Excerpts of pointing data:
━━━
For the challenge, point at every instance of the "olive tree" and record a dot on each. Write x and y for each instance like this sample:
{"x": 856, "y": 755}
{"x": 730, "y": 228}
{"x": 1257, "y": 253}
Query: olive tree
━━━
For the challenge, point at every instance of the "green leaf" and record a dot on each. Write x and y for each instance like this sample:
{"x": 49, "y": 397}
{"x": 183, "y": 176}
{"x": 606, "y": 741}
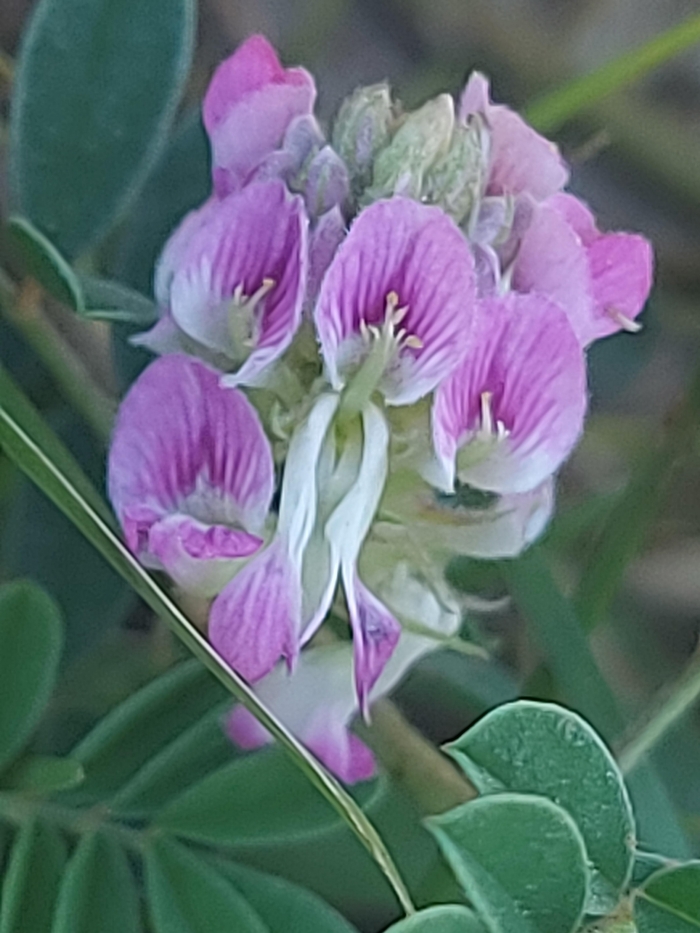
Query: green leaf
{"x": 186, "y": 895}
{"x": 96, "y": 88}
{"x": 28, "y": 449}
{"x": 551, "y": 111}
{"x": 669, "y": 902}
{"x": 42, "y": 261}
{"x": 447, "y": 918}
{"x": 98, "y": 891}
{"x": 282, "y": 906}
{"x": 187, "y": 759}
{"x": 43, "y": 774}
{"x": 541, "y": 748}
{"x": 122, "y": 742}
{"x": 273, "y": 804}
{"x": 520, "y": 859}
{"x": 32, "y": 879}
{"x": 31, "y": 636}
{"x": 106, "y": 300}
━━━
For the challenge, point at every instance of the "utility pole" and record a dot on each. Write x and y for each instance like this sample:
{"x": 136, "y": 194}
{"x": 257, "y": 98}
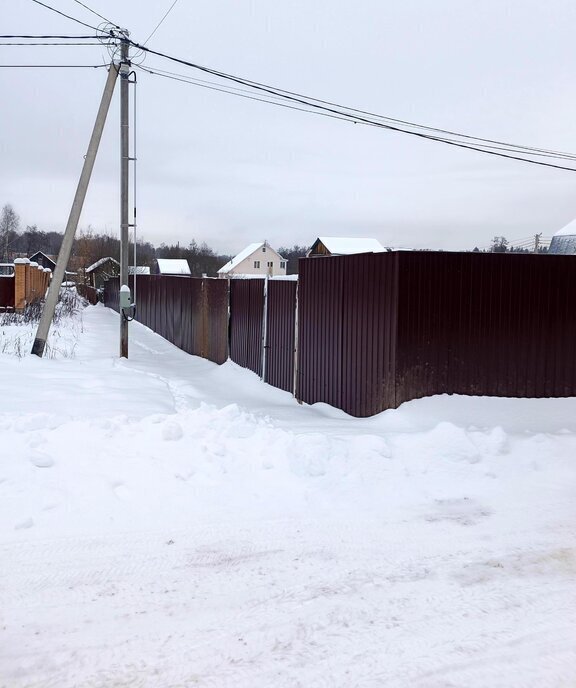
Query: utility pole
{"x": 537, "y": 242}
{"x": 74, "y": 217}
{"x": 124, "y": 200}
━━━
Aim of the exercise —
Which lines in the entries above contain the word "olive"? Return each of them in full.

Right answer —
For the challenge, point at every instance of the "olive tree" and record a dot on each. Write x and y for each instance like this sample:
Query: olive tree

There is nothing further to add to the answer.